Directive: Turn the entries from the line containing "Note: we are tagging the black fur" through the line containing "[(12, 373), (362, 386)]", both included, into a numbered list, leaving out any blank lines.
━━━ Record list ━━━
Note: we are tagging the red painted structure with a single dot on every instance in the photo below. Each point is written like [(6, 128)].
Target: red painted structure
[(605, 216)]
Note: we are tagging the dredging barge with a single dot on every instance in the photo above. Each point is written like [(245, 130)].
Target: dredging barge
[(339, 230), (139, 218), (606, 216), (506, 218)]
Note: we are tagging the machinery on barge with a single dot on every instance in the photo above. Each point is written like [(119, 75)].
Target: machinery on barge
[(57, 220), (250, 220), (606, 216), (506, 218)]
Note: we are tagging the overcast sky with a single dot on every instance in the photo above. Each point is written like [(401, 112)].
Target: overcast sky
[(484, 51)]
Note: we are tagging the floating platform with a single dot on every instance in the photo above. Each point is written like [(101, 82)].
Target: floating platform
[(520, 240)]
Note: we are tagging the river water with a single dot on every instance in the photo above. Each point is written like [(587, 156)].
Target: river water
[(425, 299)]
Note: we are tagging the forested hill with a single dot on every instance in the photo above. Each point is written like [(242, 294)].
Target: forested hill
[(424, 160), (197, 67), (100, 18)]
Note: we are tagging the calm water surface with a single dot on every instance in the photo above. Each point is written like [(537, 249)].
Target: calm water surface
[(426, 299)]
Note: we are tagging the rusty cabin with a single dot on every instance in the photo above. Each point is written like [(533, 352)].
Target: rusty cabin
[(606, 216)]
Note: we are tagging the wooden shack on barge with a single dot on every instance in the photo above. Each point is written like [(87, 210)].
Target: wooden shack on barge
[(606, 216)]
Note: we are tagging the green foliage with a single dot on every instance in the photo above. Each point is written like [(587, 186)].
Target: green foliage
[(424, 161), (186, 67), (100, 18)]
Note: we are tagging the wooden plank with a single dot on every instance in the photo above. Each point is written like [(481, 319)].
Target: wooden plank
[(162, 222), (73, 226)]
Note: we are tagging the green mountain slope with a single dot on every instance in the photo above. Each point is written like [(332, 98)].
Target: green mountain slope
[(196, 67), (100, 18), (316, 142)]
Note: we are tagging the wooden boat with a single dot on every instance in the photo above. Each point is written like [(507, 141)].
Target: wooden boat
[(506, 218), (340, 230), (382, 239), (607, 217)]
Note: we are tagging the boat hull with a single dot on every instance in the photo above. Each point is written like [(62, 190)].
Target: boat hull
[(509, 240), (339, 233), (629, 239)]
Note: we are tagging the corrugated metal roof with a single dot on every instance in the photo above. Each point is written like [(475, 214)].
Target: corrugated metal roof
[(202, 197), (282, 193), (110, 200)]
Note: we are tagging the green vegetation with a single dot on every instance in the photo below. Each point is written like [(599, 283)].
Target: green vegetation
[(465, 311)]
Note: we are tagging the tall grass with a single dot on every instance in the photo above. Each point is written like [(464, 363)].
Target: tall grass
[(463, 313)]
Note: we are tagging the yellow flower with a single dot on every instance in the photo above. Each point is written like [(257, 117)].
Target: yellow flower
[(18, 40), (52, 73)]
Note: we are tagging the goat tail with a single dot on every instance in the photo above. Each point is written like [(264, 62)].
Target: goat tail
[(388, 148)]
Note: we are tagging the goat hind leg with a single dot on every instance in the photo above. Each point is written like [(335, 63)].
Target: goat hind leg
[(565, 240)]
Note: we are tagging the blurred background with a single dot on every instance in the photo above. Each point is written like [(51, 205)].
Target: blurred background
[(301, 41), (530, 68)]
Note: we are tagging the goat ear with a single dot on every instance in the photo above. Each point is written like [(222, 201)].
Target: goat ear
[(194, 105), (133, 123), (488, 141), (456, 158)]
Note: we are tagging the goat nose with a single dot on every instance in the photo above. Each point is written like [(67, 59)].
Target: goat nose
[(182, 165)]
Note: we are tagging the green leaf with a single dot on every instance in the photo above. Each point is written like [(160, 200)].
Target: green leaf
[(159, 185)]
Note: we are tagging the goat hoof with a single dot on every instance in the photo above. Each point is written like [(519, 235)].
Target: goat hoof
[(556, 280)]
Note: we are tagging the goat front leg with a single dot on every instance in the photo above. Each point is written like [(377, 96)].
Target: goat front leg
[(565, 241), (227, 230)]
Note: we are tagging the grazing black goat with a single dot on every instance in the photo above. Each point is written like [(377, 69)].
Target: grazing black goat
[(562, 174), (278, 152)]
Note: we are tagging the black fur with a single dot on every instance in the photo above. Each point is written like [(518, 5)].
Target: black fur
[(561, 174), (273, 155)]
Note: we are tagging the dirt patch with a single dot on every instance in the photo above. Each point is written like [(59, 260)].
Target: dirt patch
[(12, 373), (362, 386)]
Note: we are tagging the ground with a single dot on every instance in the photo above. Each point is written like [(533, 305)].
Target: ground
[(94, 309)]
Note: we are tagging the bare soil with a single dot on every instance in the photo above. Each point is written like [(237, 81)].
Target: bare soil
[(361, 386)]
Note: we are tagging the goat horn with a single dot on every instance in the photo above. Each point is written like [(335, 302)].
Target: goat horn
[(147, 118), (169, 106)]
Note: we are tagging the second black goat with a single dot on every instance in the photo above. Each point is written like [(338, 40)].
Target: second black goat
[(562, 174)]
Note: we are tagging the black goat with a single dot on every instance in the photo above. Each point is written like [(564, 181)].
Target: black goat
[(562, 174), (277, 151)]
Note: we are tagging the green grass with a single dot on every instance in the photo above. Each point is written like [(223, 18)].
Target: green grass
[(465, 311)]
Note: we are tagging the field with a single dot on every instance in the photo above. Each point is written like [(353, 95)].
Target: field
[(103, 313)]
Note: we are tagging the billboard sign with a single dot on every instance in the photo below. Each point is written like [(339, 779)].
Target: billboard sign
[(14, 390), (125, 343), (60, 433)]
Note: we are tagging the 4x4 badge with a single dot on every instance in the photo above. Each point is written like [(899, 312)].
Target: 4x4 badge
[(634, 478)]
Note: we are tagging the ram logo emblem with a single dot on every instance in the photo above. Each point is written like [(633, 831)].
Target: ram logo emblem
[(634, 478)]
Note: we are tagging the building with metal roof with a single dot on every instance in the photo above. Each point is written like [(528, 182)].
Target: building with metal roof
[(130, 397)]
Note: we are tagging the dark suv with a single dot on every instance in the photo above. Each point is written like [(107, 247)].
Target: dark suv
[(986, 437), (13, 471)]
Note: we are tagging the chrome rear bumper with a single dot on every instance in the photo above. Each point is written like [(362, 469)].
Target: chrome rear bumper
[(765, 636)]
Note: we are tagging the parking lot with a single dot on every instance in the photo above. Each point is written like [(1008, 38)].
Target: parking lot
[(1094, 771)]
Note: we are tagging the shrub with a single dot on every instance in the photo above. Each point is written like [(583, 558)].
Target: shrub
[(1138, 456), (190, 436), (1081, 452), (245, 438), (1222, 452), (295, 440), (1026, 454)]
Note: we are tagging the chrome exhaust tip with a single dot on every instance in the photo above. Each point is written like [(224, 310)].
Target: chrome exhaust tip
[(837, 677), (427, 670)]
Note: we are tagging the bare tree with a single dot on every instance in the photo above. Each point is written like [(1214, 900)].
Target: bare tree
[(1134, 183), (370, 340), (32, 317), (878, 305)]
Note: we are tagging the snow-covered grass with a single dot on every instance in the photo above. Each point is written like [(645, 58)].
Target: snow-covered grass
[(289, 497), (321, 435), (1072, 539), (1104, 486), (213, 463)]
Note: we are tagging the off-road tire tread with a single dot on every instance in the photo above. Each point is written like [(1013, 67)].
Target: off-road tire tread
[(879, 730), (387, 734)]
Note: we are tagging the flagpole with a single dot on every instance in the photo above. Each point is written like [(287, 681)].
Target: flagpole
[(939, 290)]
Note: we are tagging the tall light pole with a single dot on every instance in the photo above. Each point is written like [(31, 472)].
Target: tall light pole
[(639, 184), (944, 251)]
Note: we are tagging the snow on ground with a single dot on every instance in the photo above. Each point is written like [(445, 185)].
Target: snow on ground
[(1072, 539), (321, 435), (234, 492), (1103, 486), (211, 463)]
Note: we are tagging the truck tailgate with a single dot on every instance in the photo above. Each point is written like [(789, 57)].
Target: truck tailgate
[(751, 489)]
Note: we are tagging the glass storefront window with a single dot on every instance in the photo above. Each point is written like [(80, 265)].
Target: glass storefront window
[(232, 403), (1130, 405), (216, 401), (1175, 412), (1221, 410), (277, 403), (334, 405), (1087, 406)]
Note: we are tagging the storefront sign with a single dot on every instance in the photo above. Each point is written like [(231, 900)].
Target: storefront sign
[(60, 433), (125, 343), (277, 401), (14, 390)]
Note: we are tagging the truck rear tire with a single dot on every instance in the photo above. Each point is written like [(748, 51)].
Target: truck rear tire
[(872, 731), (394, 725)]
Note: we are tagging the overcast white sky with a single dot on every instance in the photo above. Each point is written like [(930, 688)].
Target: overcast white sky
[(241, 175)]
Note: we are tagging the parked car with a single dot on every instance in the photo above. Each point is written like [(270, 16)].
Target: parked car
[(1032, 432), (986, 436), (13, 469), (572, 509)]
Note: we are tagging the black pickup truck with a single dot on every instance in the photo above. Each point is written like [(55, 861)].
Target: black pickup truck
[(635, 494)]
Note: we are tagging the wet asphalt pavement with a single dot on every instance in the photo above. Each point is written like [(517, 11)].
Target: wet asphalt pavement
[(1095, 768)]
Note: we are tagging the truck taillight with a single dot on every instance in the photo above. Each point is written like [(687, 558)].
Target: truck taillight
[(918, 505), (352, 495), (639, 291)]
━━━
Complete answer:
1. Note: we are tagging the black fur with a single dot on every instance in the photo above. Each point is written like [(518, 5)].
2. Target: black fur
3. [(561, 174), (273, 155)]
4. Note: we are tagging the dirt patch with a single dot on every instance in the photo above. Each point is written like [(59, 260)].
5. Target: dirt patch
6. [(12, 373), (362, 386)]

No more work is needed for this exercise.